■ **ACTIVITIES**:
[A] In the memoir passage about the LSJ correspondence course, to what address was the postal order sent?
[B] Why, according to the memoir passage about the LSJ correspondence course, did the writer sign up even without expecting the course to be a way out? Answer in one to three sentences.

I didn’t expect the LSJ to get me out, especially via a correspondence course, which sounded a bit desperate even by 1980s standards.

But if nothing else, it would get me used to writing for strangers. So I bought a £75 postal order – the suspiciously modest fee for such a prestigious-sounding institution – and posted it off to 19 Hertford Street, London.

For all I knew, this address could have been somebody’s bedsit. I half imagined the person at the other end to be like the racing tipster in Flann O’Brien’s The Hard Life, who for a small fee would forward details of a horse guaranteed to romp home at generous odds next time out.

In any case, a few days later, my first assignment arrived on impressively headed paper. Thereafter, for some months, I was an LSJ student.

My tutor was a man named Underwood – a Fleet Street retiree, I think. I never found out if he was anything to the famous typewriter manufacturers. But he seemed a gentlemanly sort. And despite never meeting in person, we got on well.

Not only was he consistently encouraging, he had the charming habit of praising my work to the detriment – however mildly expressed – of other students. I could almost hear him sigh on occasion as he discussed the latest pile of exercises he had marked. “Whereas yours . . . ”, he would continue, perking up, before detailing my virtues at delightful length.

■ **DATA SUPPLIED**:
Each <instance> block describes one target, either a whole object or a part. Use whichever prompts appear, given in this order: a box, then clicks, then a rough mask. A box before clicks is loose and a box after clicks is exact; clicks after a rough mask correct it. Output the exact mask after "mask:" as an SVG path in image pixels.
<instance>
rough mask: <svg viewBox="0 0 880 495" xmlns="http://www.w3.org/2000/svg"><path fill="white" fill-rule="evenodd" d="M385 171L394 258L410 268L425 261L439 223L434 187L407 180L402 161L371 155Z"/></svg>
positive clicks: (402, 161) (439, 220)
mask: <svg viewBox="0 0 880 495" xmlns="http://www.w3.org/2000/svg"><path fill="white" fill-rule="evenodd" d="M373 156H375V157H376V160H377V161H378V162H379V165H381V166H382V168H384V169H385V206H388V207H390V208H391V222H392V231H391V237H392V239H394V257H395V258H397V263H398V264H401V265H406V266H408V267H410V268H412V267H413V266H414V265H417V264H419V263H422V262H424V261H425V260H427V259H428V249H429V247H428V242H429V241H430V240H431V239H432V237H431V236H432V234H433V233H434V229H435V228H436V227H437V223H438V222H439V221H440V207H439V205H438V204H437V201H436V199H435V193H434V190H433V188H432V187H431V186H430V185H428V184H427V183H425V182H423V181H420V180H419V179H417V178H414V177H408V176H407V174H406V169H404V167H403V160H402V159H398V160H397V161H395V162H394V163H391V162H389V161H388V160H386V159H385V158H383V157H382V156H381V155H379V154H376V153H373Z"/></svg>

■ **EXPECTED RESPONSES**:
[A] 19 Hertford Street, London.

[B] The writer enrolled because, if nothing else, the course would bring practice in writing for strangers.